*EXCERPT TO READ*
The Human Brain Project faces huge technical challenges in its mission to build a full simulation of the brain, with the computers the European team needs not expected to even exist until 2019. Before the technology arrives, the project is dealing with a more mundane, but equally important, task: getting researchers to share their data.
Neuroscientists working on the project plan to gather all the scientific data on the brain they can find and use it to create models that run on an exascale computer, the power of which will dwarf today's supercomputers. The last step in this process is dependent on manufacturers developing exascale computers--the first are set to arrive in 2019, with the brain project due to buy one in 2023--but the data gathering can start now. Getting data from researchers can be tough, but Sean Hill, co-leader of the project's neuroinformatics research, told Bloomberg he has an idea about encouraging openness.

Saved data entries:

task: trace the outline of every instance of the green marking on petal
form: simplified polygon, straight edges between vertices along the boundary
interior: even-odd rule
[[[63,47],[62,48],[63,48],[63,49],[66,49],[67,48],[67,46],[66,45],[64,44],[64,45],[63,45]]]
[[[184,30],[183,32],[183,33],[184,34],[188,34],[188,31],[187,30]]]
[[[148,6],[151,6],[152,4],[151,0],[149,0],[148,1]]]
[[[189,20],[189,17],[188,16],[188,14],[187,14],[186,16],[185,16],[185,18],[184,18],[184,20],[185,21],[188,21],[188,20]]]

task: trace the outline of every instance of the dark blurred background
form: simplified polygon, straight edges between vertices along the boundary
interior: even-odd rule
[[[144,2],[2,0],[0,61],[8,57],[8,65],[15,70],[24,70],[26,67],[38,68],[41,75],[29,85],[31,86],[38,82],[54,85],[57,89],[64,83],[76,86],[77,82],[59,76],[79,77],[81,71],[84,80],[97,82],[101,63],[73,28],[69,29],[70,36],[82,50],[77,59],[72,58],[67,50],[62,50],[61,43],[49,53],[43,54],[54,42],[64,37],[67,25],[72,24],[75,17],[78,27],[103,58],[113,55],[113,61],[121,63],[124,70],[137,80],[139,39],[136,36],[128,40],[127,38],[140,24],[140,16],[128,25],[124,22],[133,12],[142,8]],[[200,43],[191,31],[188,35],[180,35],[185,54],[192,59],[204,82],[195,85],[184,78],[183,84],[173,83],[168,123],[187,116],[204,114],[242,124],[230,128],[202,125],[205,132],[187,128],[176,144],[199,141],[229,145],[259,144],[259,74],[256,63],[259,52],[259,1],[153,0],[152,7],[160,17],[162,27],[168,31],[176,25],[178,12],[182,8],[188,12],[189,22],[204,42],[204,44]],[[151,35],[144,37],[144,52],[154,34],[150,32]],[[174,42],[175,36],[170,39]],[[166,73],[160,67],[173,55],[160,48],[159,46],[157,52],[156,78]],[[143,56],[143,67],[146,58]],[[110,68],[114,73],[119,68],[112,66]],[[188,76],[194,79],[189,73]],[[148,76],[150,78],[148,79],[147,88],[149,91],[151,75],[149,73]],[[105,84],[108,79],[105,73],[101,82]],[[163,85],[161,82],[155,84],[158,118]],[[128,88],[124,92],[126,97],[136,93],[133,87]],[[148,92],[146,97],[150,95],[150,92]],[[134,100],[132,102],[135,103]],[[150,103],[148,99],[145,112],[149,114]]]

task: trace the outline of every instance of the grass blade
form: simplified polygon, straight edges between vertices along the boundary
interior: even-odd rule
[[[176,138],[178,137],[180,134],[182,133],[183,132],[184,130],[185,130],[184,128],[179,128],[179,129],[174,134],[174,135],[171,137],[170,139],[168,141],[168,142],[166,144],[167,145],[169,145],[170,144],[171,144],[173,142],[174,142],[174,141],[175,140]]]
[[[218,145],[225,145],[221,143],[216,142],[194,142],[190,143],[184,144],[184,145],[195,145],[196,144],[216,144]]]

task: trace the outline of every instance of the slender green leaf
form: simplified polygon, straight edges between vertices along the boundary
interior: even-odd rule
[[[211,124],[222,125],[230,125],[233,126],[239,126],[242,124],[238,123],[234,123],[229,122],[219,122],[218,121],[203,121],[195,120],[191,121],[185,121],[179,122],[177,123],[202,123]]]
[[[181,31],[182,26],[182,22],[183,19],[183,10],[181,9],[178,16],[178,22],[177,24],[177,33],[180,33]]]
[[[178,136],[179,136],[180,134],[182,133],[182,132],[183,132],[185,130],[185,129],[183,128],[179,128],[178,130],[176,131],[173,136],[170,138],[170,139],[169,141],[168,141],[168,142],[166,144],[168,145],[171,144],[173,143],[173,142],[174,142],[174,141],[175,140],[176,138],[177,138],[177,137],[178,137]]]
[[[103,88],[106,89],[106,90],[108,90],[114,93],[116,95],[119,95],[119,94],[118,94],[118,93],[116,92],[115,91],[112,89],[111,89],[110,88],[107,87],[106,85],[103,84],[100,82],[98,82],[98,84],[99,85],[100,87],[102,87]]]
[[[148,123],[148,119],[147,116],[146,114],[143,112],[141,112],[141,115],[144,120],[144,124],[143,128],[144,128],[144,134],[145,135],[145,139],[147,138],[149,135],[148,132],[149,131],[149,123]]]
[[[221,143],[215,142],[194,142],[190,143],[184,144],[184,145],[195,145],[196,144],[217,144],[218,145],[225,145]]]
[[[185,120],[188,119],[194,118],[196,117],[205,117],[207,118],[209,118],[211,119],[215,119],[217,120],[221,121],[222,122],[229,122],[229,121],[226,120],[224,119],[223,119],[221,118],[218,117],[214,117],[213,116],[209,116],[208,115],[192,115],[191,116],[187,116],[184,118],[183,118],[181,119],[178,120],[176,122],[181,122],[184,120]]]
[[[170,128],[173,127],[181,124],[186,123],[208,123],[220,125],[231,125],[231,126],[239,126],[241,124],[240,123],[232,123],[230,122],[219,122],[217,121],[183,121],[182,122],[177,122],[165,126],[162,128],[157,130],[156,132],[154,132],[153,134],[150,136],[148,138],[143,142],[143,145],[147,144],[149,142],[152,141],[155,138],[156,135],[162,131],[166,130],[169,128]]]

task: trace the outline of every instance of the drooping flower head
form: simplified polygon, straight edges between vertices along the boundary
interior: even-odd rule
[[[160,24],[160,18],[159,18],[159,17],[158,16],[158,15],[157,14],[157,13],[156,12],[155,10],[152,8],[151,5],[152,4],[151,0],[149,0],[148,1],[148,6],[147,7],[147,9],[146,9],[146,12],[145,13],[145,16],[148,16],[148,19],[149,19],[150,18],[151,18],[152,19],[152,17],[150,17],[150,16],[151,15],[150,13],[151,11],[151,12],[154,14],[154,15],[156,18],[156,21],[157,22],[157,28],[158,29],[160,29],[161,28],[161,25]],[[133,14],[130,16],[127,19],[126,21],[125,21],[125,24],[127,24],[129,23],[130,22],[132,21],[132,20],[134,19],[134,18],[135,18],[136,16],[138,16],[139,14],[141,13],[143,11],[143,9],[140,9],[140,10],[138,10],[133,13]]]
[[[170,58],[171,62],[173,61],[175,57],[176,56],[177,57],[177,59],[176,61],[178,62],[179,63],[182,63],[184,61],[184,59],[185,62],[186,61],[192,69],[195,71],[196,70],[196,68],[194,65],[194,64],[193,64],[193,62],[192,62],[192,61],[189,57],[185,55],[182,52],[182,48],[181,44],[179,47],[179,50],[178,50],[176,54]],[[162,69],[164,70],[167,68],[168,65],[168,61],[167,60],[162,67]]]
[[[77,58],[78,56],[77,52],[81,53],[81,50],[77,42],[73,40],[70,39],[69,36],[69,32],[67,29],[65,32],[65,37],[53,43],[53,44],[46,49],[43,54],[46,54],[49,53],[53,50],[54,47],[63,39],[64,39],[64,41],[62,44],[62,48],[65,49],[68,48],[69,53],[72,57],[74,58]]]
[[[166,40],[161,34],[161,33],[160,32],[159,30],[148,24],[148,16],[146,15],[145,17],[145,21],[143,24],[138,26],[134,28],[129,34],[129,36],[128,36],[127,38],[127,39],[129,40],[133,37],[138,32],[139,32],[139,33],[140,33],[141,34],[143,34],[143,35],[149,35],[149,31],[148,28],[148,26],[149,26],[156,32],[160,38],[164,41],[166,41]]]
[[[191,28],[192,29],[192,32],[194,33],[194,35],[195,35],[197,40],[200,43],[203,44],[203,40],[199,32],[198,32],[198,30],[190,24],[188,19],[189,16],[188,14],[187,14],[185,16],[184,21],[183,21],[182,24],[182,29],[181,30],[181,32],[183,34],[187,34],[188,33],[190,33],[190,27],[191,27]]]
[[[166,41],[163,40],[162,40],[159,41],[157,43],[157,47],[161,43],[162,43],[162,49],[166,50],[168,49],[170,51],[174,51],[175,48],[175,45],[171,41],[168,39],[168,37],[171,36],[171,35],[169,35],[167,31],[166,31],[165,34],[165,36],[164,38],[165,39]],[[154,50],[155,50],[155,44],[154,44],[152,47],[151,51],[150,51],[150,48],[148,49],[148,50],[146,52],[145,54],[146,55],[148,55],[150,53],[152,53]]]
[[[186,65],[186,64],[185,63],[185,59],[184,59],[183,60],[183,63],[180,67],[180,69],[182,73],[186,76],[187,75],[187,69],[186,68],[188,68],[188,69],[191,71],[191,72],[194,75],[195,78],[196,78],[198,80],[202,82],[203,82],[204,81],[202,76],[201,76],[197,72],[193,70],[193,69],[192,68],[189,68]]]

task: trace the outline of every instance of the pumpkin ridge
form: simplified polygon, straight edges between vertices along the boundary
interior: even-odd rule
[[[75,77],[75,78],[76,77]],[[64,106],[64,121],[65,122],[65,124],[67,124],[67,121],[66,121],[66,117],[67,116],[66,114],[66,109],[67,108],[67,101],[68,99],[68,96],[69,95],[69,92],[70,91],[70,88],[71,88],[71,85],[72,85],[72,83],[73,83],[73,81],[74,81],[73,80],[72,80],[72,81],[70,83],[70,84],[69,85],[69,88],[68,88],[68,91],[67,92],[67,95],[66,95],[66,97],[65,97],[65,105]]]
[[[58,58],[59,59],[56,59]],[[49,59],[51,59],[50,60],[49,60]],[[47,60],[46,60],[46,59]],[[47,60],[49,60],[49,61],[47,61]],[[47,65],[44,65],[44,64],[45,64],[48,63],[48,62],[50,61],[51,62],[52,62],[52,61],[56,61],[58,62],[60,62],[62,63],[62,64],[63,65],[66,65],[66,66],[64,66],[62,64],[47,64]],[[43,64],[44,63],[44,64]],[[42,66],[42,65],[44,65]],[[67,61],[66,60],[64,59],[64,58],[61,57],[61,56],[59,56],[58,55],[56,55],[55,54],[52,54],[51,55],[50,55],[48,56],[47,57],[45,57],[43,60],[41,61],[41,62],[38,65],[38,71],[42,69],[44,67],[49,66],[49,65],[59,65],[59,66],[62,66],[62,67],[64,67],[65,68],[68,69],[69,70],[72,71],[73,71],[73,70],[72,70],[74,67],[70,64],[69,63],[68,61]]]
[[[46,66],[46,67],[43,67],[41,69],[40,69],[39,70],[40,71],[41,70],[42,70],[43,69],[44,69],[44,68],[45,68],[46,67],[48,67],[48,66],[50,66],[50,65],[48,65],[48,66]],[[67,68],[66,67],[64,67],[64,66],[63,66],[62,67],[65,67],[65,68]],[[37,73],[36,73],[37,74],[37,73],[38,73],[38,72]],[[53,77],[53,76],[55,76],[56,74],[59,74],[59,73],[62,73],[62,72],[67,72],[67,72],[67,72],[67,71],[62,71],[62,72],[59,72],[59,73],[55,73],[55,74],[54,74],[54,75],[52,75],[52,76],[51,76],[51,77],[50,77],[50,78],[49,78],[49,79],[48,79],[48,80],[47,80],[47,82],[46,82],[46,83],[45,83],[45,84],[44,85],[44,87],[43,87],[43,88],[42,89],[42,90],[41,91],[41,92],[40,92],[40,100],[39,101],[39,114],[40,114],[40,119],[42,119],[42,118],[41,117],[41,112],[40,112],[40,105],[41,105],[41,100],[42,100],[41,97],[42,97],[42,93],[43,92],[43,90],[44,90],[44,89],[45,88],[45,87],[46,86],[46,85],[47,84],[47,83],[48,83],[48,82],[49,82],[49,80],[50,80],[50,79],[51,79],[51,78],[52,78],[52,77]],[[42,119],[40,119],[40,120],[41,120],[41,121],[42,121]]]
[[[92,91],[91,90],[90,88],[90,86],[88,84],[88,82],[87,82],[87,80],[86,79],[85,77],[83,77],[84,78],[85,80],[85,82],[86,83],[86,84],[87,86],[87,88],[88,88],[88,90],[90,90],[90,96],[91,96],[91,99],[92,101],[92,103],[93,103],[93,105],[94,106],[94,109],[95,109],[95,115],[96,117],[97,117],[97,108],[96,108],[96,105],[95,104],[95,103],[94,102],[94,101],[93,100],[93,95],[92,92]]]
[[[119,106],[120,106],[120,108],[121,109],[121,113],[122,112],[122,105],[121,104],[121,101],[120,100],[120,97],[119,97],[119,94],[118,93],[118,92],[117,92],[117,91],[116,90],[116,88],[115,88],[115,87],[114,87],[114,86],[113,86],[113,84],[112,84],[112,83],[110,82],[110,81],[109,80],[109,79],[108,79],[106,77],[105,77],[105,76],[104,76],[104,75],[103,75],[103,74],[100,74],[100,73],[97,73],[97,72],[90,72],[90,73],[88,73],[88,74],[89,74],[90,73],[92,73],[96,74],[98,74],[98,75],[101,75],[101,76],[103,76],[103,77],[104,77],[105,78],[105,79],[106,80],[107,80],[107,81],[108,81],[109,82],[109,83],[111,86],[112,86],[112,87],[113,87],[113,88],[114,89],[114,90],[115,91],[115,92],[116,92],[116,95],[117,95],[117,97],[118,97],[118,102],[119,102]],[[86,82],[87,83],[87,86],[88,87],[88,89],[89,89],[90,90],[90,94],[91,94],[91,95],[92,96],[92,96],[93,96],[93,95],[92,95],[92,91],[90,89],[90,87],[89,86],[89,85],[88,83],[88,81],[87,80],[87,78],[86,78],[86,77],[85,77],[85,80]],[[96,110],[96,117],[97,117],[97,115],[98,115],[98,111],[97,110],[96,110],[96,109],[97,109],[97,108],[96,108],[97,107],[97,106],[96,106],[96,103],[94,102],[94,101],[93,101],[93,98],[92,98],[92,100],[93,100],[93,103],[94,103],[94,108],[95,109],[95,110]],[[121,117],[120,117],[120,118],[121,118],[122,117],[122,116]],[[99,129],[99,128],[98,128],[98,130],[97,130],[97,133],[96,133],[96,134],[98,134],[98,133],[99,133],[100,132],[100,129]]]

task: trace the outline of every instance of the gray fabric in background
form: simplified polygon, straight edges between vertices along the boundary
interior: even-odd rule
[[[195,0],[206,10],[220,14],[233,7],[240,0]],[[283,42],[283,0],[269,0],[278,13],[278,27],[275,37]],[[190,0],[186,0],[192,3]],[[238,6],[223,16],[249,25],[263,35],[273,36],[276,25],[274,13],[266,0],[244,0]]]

*ACTIVITY*
Please repeat the passage about the Human Brain Project word for word, from "The Human Brain" to "share their data.".

*WRITTEN RESPONSE*
The Human Brain Project faces huge technical challenges in its mission to build a full simulation of the brain, with the computers the European team needs not expected to even exist until 2019. Before the technology arrives, the project is dealing with a more mundane, but equally important, task: getting researchers to share their data.